Aim of the exercise =>
How many lines below contain the word "left"? Reply with the number alone.

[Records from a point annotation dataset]

Begin

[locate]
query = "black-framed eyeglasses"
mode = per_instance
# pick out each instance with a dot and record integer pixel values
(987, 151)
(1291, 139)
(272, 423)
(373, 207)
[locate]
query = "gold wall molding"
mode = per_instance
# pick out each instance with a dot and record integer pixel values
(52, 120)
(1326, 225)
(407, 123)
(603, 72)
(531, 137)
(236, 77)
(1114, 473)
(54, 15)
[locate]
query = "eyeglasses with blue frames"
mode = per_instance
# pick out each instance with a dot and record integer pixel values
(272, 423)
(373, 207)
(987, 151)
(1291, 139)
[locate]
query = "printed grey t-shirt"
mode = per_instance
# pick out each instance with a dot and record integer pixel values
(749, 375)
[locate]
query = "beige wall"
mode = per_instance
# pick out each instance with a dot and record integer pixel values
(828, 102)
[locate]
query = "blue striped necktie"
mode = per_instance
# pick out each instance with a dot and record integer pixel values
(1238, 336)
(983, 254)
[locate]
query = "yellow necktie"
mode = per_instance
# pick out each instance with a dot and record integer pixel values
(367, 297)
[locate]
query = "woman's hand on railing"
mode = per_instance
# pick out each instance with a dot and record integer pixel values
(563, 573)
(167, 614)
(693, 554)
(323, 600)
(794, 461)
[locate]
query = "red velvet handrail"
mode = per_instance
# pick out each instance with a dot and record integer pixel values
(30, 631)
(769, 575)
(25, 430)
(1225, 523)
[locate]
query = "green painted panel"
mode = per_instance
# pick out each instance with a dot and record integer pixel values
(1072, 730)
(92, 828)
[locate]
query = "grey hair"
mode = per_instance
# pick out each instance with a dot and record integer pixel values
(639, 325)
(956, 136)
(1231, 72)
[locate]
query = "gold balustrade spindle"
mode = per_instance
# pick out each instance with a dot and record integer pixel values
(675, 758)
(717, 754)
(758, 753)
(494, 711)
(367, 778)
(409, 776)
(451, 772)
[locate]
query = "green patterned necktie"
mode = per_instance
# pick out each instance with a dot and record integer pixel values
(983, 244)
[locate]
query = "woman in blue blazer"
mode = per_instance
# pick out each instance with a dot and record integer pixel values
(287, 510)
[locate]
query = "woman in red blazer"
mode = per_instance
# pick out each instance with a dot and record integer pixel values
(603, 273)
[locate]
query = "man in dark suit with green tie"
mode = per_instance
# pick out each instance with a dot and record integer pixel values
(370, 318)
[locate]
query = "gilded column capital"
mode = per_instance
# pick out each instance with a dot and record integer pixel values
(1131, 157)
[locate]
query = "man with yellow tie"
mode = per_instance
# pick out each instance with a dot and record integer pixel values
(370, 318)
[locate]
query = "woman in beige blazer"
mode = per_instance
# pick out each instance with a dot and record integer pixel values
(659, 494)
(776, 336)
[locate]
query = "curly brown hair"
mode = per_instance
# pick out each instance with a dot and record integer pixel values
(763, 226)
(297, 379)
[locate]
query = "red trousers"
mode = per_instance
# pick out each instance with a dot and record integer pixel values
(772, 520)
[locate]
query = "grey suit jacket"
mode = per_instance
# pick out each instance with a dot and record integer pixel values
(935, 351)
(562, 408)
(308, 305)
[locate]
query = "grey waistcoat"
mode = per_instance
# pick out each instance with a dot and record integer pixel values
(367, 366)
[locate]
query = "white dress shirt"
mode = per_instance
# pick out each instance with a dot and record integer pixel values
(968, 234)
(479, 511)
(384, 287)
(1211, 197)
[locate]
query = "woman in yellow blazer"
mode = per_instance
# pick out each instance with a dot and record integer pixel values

End
Begin

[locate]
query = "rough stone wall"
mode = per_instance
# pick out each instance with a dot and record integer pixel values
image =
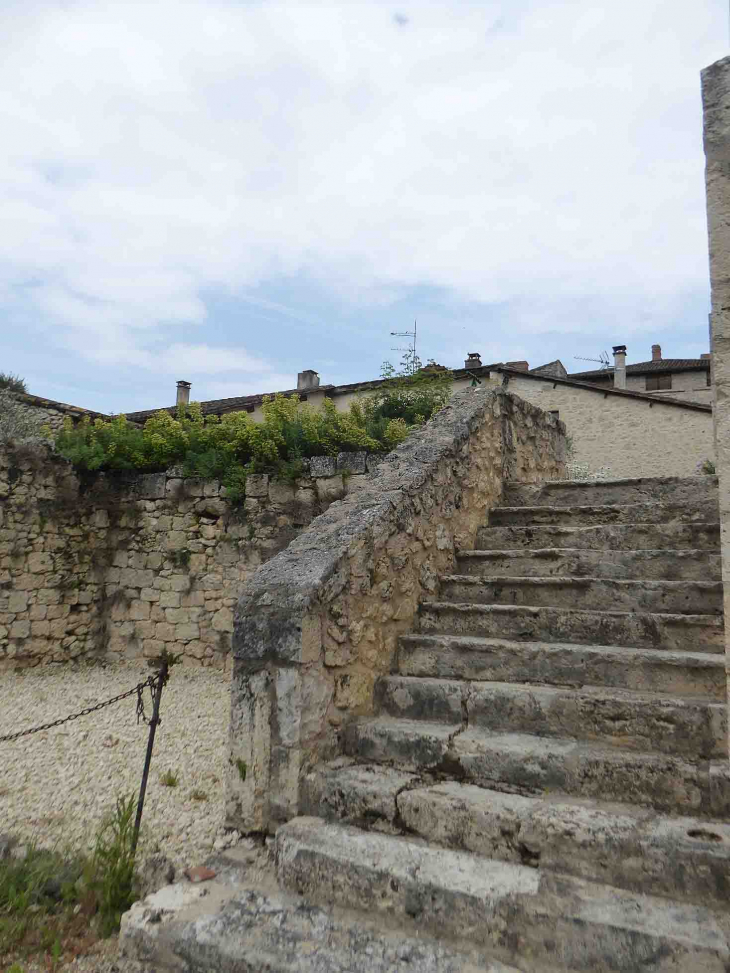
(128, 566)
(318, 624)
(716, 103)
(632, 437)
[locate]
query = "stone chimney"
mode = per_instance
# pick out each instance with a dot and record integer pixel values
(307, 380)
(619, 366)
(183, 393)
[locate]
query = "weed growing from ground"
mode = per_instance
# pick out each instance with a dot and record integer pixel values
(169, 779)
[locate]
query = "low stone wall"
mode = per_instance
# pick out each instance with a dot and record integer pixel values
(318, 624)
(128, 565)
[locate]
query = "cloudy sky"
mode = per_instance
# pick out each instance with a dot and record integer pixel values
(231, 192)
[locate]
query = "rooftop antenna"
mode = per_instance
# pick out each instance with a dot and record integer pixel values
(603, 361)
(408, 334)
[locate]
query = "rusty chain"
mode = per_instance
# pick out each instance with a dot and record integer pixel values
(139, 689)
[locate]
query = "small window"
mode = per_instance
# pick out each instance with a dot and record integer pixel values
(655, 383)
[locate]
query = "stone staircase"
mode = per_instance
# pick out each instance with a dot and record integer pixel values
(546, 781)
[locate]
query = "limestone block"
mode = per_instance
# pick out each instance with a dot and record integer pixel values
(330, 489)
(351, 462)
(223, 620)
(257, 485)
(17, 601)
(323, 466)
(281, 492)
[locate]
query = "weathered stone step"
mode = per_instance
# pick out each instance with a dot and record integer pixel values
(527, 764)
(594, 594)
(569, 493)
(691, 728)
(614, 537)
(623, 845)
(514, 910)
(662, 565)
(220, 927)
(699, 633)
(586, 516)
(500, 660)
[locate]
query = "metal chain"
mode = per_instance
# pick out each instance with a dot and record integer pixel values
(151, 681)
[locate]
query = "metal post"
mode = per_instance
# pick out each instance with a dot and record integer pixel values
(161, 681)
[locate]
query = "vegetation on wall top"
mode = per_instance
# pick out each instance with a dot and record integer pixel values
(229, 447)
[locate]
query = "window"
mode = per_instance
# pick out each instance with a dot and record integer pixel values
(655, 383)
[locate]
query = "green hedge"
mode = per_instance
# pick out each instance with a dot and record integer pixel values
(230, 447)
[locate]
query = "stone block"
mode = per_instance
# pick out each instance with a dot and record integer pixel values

End
Begin

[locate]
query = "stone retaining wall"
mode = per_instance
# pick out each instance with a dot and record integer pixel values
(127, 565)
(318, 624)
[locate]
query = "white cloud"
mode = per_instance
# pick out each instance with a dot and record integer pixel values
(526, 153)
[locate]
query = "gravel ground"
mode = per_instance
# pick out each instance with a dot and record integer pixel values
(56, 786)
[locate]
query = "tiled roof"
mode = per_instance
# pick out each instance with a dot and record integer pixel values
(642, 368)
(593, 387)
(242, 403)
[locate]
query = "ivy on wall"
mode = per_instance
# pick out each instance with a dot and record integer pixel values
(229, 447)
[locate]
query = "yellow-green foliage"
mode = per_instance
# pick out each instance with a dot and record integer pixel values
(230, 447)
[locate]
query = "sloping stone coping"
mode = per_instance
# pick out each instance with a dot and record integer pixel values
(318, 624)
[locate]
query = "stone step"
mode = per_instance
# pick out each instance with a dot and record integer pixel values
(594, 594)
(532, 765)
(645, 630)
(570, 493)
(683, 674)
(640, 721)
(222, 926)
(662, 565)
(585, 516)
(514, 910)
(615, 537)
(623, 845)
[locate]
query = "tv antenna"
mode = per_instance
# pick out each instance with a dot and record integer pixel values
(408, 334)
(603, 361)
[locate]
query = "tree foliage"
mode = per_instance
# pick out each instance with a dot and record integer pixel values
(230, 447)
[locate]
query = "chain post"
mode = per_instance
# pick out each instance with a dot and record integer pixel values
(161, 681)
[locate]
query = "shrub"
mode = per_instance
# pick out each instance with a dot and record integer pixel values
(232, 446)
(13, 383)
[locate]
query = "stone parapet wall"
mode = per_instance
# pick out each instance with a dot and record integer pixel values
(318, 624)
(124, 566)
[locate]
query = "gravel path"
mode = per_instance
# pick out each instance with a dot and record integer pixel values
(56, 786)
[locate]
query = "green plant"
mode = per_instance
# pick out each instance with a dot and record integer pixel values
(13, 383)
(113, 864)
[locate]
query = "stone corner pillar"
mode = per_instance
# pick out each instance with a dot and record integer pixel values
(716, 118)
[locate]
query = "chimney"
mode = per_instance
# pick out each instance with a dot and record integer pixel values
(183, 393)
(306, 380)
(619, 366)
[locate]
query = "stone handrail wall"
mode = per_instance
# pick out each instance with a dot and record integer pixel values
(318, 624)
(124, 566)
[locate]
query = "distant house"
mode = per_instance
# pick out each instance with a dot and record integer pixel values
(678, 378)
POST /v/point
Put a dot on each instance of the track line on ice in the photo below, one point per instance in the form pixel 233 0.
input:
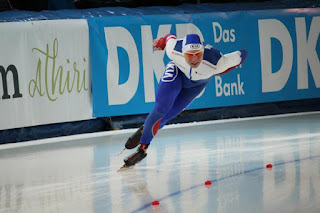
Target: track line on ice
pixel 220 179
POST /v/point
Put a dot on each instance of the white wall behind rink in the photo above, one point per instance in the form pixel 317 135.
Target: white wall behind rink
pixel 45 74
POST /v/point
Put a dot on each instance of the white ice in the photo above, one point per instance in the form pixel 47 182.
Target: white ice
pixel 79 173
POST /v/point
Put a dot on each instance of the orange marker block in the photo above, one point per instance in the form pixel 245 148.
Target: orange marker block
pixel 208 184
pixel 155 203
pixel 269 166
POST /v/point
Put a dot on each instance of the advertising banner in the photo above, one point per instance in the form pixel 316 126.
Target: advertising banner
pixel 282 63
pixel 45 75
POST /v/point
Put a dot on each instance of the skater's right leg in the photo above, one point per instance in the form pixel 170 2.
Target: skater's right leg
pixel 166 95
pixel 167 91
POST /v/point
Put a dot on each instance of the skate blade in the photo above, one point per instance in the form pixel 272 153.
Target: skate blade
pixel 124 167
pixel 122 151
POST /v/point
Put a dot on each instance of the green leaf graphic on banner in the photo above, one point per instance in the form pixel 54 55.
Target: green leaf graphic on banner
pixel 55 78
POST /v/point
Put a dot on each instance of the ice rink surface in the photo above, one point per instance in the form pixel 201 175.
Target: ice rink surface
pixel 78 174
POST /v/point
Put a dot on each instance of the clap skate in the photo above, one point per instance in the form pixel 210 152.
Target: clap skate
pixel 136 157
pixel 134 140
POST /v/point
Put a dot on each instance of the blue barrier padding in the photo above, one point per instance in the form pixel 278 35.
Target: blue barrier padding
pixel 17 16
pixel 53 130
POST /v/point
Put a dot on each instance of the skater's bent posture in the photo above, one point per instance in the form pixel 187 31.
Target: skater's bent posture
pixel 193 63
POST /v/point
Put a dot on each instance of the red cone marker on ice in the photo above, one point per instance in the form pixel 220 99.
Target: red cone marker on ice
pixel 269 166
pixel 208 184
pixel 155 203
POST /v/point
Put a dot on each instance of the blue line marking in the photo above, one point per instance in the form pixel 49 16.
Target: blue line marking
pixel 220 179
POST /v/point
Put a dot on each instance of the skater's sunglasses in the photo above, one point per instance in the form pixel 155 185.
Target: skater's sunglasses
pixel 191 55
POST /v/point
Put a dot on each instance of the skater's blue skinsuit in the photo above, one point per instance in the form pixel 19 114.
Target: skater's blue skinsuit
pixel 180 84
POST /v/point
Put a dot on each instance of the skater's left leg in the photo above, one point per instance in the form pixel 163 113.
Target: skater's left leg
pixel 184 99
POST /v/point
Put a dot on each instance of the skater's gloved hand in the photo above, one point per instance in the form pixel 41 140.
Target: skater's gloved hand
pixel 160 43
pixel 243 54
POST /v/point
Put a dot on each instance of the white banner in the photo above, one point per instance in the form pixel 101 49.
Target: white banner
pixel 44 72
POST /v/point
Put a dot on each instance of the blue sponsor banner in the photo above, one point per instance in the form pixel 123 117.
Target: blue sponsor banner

End

Full answer =>
2